## DO THIS
Rewrite the part of the items that opens with the line containing "If you could put a point on the cloudy" and runs through the end of the items, replacing "snow drift" with "snowbank" and leaving everything else unchanged.

## INPUT MATERIAL
= = = =

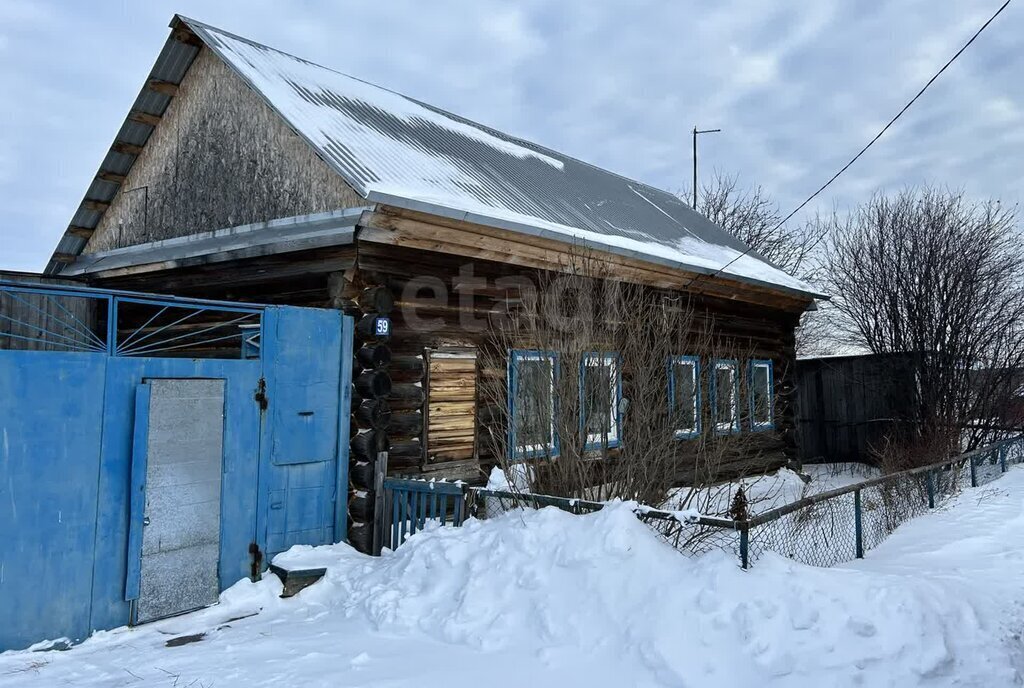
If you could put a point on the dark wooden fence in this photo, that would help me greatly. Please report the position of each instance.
(847, 405)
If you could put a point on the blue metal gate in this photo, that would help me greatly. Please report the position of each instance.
(73, 466)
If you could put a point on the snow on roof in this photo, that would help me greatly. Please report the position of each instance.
(394, 149)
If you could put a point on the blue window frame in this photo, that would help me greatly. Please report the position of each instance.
(725, 395)
(600, 399)
(762, 394)
(684, 394)
(531, 376)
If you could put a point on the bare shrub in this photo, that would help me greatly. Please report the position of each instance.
(928, 272)
(754, 217)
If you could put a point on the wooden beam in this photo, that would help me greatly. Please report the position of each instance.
(165, 87)
(143, 118)
(183, 35)
(98, 206)
(126, 148)
(112, 177)
(84, 232)
(426, 232)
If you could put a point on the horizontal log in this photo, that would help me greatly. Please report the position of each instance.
(374, 414)
(374, 355)
(406, 425)
(376, 300)
(441, 366)
(361, 473)
(367, 445)
(412, 447)
(373, 384)
(360, 505)
(406, 391)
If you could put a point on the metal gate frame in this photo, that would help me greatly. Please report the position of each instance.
(260, 383)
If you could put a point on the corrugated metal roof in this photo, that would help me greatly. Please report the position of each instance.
(398, 151)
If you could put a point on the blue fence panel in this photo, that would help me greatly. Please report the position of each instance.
(414, 504)
(50, 422)
(73, 435)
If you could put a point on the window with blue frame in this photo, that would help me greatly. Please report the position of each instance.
(725, 395)
(600, 396)
(531, 403)
(684, 394)
(762, 395)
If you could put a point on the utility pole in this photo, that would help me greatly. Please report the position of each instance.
(695, 132)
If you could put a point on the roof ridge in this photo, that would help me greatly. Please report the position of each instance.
(484, 127)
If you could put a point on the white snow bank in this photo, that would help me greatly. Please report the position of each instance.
(545, 598)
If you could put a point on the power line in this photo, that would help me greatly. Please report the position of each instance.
(869, 143)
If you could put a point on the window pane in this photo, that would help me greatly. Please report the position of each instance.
(724, 395)
(761, 395)
(598, 392)
(532, 403)
(685, 395)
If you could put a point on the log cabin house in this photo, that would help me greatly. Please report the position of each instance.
(245, 173)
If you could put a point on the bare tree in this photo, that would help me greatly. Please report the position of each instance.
(753, 216)
(929, 272)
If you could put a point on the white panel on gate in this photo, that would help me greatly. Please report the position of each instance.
(181, 524)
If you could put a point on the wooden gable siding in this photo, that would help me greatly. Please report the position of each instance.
(218, 158)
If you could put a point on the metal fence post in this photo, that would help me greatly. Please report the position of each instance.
(858, 527)
(744, 545)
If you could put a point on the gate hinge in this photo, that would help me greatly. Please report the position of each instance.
(260, 395)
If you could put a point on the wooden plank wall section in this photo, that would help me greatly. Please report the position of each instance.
(451, 409)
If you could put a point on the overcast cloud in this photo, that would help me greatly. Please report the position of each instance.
(797, 87)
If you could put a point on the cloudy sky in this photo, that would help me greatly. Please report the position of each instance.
(797, 87)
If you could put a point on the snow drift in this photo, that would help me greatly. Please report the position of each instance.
(553, 599)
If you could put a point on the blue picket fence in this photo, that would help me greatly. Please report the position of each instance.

= = = =

## EXPECTED OUTPUT
If you could put a point on the cloudy sky in this photo, that would help me greatly. Please report the position of each instance.
(797, 87)
If you could put a point on the snowbank in this photo, that would help me greatly. Please report the position of each instance.
(553, 599)
If you could put a point on the blue picket fence in this photo, that would help me greatly. Please report the position of each instance.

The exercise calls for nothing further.